- **Testo**:
Continuo! Arrivato in forcella (quota 2217 m.) mi dà il benvenuto una
famigliola di stambecchi. Ad intuito ricostruisco il nucleo familiare. Padre,
madre e due figli, classica famiglia. Lui (il padre) tiene sott’occhio la
situazione, è il più coraggioso, si avvicina fino ad un metro da me. Mantengo
un atteggiamento naturale, come se non fossi sorpreso dalla loro presenza. La
sua signora mi sembra civettuola, si adagia sull’erba e come una musa posa per
la mia reflex. Ha intuito la mia passione per la pittura o forse vuole essere
immortalata per Facebook? I due cuccioli ora si avvicinano, il padre soffiando
li richiama! Chiaro è il motivo di tale rimprovero, si applicano poco nello
studio (materia: alpinismo, settimo capitolo, “le pareti di VI grado”).
Estraggo dalla mia borsa il contenitore con la frutta secca, spargendola vicino
loro, e salutata l’allegra famiglia proseguo per la mia meta, che a occhio
dista solo poche centinaia di metri. Il sentiero 374 scende di poco procedendo
a meridione verso la forcella Lodina. Proseguo dalla forcella per tracce di stambecco
e risalgo a meridione l’affilata crestina, mantenendomi a oriente sul ripido e
inerbito versante. Dei paletti indicano l’evidente itinerario da seguire. Un
piccolo salto percorribile senza l’aiuto delle mani mi porta nell’ultimo tratto,
ancora pochi metri d’erba e di rocce, sfioro alcune stelle alpine. Eccomi sulla
piccola ed esposta massima elevazione delle Centenere (quota 2295 m.), solo un
paletto e un cumulo di sassi, niente croci o altri simboli. Cima spartana da
dove poter ammirare, nuvole permettendo, il paradiso. Nel frattempo le nuvole
birichine giocano con le cime dei monti e i loro viandanti. Nascondendo e
svelando in un gioco di luci e ombre le meravigliose dolomiti. È uno spasso,
fantastico, mi copro con la giacca a vento e mi siedo ad assistere allo
spettacolo, canticchio le parole della bellissima canzone di Fabrizio De André
“Le Nuvole”.
<<
…vanno vengono, ogni tanto si fermano, e quando si fermano sono nere come il
cervo, sembra che ti guardano con il malocchio. Certe volte sono bianche e
corrono, e prendono la forma dell’airone o della pecora, o di qualche altra
bestia; ma questo lo vedono meglio i bambini che giocano a corrergli dietro per
tanti metri. Vengono vanno ritornano, e magari si fermano per tanti giorni che
non vedi il sole e le stelle, e ti sembra di non conoscere più il posto dove
stai. Vengono vanno,
per una vera
mille sono finte e si mettono lì, tra noi e il cielo, per lasciarci soltanto la
voglia di pioggia.>>
Poesia, magia pura, arte, sono inebriato. È
tutto vero? Non lo so, e chi lo può sapere?! Intanto mi diverto, guardandomi intorno.
Sono seduto in bilico sull’orlo dell’abisso, le verticali pareti di roccia che
a occidente strapiombano sulla Val Zemola, e sull’altro versante osservo i
ripidi prati che dominano Cimolais. L’eterno funambolo che vive in me sazia la
sua sete di vivere due mondi paralleli, sperando che la fune non si spezzi.

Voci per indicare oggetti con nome
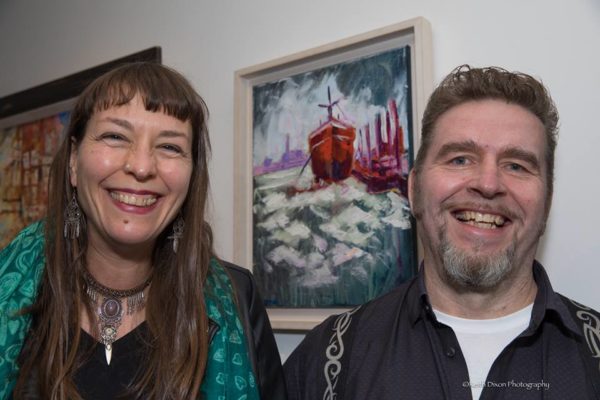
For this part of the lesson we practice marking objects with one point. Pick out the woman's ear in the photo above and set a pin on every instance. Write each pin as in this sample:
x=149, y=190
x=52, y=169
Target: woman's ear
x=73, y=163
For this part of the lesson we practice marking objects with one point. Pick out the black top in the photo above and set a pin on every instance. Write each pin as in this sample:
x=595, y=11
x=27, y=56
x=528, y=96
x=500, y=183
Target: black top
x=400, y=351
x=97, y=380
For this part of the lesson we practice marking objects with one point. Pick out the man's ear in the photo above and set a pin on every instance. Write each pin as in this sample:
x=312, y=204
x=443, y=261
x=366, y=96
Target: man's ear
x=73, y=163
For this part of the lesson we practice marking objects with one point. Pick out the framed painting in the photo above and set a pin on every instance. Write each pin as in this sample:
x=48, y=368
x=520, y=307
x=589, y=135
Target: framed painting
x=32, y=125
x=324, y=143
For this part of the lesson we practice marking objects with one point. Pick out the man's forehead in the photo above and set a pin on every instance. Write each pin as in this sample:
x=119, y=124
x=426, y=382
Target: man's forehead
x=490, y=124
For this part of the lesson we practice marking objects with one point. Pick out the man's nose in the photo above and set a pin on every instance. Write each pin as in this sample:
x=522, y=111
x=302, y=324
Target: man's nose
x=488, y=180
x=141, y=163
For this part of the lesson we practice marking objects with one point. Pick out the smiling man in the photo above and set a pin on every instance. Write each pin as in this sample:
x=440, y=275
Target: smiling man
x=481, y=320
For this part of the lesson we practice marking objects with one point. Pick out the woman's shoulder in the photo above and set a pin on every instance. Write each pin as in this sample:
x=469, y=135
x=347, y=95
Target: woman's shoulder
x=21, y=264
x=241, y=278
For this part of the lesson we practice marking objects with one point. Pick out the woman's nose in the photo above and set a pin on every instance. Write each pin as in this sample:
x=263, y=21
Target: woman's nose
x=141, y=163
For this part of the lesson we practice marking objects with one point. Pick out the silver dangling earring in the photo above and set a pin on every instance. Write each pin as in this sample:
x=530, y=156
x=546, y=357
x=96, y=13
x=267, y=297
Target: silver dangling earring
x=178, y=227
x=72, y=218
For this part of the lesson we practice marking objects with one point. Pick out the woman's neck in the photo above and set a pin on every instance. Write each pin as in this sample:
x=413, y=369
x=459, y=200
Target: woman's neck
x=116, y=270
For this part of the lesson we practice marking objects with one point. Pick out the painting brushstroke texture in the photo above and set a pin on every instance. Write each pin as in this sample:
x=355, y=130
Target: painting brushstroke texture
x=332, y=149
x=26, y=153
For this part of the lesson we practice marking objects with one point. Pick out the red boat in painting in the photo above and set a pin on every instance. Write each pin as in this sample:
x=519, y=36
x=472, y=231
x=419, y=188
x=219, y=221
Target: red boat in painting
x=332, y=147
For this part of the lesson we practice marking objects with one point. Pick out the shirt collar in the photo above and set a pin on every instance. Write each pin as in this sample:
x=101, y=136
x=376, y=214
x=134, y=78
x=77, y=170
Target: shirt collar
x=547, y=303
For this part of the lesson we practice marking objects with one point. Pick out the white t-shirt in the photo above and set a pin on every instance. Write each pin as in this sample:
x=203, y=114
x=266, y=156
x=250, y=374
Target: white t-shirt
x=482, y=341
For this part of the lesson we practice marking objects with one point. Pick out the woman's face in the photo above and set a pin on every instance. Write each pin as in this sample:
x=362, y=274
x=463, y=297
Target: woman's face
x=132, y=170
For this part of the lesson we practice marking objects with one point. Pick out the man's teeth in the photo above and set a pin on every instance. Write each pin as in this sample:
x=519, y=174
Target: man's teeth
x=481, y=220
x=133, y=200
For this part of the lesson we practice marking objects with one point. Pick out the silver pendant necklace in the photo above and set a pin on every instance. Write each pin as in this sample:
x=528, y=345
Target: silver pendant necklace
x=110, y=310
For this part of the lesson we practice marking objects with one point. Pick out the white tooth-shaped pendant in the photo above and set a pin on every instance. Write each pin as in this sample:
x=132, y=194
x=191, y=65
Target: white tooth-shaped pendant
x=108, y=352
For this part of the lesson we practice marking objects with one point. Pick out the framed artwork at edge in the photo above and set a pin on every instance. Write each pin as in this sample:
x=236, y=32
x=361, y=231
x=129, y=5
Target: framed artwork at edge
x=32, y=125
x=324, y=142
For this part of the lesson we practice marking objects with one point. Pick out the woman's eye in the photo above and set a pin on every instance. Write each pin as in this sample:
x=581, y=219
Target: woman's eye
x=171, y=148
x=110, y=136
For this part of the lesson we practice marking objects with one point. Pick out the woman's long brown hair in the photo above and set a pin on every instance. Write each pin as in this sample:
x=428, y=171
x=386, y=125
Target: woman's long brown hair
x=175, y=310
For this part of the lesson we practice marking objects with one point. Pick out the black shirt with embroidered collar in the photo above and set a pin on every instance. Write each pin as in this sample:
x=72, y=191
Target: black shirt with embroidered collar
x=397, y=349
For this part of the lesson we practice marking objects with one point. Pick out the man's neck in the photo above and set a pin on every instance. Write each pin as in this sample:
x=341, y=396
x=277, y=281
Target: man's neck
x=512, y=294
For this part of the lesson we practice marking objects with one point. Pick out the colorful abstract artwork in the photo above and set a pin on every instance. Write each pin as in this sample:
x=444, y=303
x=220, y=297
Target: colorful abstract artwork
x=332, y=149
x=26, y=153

- **Consegna 1**:
Riscrivi in forma più breve il paragrafo del testo che comincia con "Poesia, magia pura, arte", mantenendone i fatti principali.
- **Consegna 2**:
Secondo il testo, a che quota si trova la massima elevazione delle Centenere?

- **Risposta scritta 1**:
Poesia, magia e arte mi inebriano; non so se sia tutto vero, ma intanto mi diverto a guardarmi intorno. Siedo in bilico sull'orlo dell'abisso: a occidente pareti verticali di roccia strapiombano sulla Val Zemola, sull'altro versante ripidi prati dominano Cimolais. Il funambolo che vive in me sazia così la sete di vivere due mondi paralleli, sperando che la fune non si spezzi.

- **Risposta scritta 2**:
A quota 2295 m.